* [Texto]:

Confiram-se, ainda, as lições de Francisco Eduardo Loureiro, calcadas na jurisprudência que cita:

"Jurisprudência: ação reivindicatória. Posse injusta. - A posse injusta, na reivindicatória, não é a violenta, clandestina ou precária aludida no art. 489 do Código Civil, mas aquela que se contrapõe ao direito de propriedade, a não ser que se trate de posse ad usucapionem (TJPR, Proc. n. 013.128.800, 3ª Câm. Cível, Rel. Nunes do Nascimento, j. em 02.10.1990).

A ação reivindicatória é o instrumento processual adequado para o proprietário reaver os seus bens do poder de quem, injustamente, os possua (art. 523 do CPC), ou, na feliz expressão do Ministro Márcio Guimarães, "ação reivindicatória é a que compete ao proprietário que não tem a posse contra o possuidor que não tem o domínio, para que se reúna numa só pessoa posse e domínio" (Estudos de direito civil, p. 128). A posse injusta, a que se refere o art. 524, do Código Civil, é a que se insurge contra o direito de propriedade, estabelecendo uma luta entre ela, ainda que ad interdicta, e o domínio (TJPR, Proc. nº 145.081.900, 5ª Câm. Cível, Rel. Clayton Camargo, j. em 11.11.2003) (RTJ 99/804)" (destaquei) (ob. cit., p. 1.164).

* [Exercício A]: Localize na listagem todas as linhas em que aparece a palavra "gray" e copie-as.

* [Listagem fornecida]:
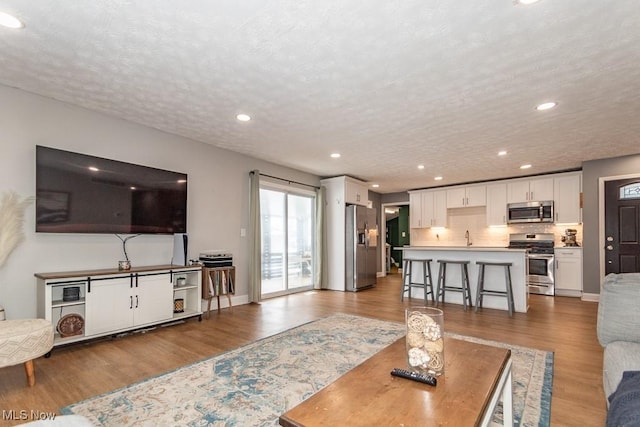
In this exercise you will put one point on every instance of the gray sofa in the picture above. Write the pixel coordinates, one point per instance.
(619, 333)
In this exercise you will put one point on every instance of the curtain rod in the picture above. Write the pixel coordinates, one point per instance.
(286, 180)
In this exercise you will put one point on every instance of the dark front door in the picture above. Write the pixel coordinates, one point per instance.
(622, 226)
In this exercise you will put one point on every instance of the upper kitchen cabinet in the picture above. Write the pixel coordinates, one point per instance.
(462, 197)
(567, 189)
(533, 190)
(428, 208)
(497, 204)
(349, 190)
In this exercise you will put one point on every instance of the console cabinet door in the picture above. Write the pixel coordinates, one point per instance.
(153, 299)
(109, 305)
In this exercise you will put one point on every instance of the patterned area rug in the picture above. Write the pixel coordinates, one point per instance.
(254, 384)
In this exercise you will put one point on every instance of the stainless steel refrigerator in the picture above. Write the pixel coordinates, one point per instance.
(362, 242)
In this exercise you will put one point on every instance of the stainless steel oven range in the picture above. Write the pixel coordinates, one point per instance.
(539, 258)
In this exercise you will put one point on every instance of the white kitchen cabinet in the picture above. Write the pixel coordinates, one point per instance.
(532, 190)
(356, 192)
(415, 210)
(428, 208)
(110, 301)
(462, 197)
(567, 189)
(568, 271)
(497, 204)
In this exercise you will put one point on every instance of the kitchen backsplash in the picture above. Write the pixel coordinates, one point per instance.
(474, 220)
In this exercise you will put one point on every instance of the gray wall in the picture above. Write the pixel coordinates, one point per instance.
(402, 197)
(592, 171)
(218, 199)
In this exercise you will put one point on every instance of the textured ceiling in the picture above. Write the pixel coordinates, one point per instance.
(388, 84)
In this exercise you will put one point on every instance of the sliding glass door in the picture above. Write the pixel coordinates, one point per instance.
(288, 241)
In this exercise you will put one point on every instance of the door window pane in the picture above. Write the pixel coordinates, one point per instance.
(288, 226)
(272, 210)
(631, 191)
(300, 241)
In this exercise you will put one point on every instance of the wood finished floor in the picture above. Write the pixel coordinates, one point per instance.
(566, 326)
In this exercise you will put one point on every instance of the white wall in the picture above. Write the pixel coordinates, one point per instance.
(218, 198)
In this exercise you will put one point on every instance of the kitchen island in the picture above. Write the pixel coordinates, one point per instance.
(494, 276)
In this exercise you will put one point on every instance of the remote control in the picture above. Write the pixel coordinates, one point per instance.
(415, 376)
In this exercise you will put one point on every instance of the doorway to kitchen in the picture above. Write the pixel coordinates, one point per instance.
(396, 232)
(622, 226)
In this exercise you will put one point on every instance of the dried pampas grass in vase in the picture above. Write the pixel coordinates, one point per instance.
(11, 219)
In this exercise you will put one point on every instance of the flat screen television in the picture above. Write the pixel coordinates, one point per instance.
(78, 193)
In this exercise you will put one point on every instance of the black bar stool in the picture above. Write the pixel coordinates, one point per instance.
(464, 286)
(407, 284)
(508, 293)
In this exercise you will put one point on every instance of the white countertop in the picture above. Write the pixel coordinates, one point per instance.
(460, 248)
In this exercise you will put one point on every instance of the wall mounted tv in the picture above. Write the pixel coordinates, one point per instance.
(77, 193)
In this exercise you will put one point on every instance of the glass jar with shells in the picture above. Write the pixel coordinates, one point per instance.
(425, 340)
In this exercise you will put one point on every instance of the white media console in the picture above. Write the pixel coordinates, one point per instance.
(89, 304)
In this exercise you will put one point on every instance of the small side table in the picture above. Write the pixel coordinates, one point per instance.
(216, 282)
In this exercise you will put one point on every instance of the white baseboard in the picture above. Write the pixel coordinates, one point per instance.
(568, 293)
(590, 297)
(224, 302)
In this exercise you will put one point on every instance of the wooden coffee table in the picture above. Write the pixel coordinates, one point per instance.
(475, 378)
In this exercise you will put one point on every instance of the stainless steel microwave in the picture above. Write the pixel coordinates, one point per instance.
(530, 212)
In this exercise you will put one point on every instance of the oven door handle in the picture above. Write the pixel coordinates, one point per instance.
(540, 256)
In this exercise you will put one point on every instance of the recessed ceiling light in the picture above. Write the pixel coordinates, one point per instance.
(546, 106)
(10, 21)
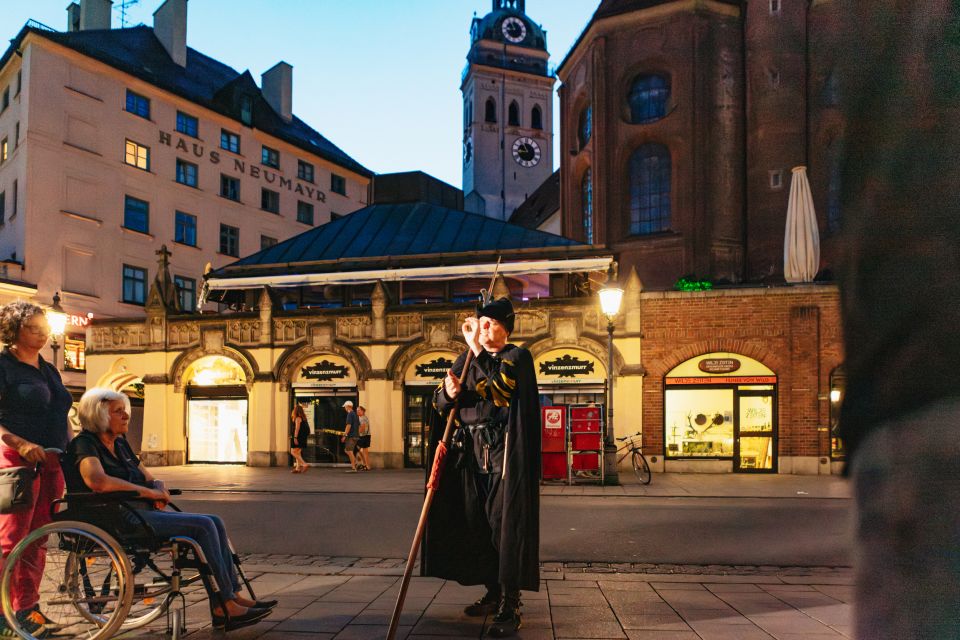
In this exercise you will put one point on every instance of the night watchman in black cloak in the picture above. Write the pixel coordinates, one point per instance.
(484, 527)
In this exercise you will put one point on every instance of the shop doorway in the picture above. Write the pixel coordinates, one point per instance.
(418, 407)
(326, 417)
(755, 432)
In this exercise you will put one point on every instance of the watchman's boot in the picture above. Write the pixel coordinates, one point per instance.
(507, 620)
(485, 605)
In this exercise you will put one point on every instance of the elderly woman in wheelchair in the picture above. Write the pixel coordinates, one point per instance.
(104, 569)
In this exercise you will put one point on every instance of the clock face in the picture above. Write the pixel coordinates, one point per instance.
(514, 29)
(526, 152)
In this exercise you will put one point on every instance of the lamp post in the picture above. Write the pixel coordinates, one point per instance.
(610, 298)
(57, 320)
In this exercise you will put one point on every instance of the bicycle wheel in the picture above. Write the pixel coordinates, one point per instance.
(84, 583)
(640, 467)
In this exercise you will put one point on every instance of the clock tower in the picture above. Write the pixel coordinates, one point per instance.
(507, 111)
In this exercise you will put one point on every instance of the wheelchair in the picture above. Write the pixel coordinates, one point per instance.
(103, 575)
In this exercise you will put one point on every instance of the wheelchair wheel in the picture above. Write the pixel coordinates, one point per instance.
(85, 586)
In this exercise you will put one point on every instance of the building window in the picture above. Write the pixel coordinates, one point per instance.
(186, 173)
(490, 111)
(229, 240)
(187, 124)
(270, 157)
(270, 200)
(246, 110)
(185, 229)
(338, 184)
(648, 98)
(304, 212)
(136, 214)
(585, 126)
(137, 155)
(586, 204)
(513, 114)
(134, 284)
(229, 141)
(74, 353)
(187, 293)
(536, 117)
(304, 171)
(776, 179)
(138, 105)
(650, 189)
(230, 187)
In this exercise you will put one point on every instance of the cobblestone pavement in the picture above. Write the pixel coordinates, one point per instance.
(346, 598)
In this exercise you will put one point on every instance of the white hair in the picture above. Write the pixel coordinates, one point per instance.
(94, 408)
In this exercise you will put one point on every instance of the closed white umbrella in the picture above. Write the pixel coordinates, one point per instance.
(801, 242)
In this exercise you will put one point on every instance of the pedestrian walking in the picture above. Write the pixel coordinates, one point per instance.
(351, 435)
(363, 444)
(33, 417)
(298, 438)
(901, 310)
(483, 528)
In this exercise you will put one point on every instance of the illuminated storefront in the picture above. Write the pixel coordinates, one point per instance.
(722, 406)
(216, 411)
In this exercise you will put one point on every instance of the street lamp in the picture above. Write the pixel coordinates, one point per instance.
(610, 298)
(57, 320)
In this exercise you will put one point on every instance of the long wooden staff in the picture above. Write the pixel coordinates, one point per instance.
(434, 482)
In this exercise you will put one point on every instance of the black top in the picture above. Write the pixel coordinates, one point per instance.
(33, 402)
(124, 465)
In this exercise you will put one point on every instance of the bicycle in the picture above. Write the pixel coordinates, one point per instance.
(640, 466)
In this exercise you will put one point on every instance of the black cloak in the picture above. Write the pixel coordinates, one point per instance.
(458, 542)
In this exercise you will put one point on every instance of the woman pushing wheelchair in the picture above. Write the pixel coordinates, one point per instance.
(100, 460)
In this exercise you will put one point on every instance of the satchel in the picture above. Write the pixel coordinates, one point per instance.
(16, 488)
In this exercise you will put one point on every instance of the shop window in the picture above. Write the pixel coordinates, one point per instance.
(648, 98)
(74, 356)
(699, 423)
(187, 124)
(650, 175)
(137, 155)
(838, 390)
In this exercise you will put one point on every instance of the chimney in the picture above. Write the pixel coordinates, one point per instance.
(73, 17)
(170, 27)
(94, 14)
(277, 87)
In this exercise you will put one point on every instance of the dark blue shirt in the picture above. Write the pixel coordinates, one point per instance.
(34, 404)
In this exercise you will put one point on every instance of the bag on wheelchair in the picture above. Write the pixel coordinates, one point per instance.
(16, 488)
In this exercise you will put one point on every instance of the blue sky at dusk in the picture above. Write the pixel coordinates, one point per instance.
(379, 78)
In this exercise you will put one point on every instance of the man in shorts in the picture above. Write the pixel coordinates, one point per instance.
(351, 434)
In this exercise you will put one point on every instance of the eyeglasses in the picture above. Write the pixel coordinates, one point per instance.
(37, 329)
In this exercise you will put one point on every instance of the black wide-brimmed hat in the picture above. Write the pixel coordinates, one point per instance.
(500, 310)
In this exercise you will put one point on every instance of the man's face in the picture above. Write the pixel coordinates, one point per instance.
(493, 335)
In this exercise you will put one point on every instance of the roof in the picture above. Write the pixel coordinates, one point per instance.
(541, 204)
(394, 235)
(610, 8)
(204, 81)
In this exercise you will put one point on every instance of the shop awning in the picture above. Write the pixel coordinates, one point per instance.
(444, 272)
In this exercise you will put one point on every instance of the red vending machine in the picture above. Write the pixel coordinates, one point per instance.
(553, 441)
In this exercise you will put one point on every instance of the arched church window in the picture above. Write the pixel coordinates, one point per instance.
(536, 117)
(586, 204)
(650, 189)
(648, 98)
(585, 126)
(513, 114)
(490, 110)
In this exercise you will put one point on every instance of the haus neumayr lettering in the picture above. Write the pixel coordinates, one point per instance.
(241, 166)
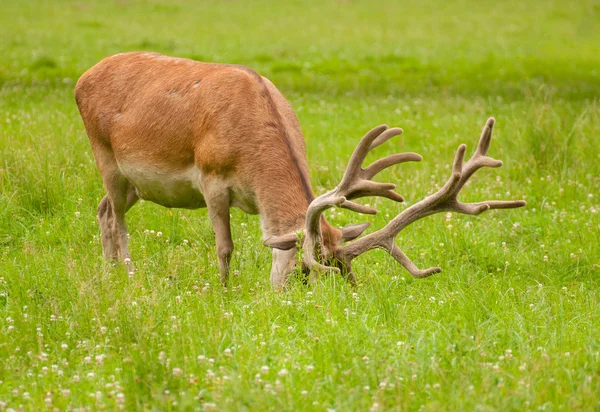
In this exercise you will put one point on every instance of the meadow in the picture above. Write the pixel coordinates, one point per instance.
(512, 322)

* [Exercício B]: Reproduza literalmente o trecho do texto sobre a ação reivindicatória, começando nas palavras "Confiram-se, ainda, as" e parando depois de "j. em 02.10.1990).".

* [Solução A]:
In this exercise you will put one point on every instance of the gray sofa in the picture above. Write the pixel coordinates, one point per instance.
In this exercise you will put one point on every instance of the gray wall in the picture above. Write the pixel coordinates, one point per instance.

* [Solução B]:
Confiram-se, ainda, as lições de Francisco Eduardo Loureiro, calcadas na jurisprudência que cita:

"Jurisprudência: ação reivindicatória. Posse injusta. - A posse injusta, na reivindicatória, não é a violenta, clandestina ou precária aludida no art. 489 do Código Civil, mas aquela que se contrapõe ao direito de propriedade, a não ser que se trate de posse ad usucapionem (TJPR, Proc. n. 013.128.800, 3ª Câm. Cível, Rel. Nunes do Nascimento, j. em 02.10.1990).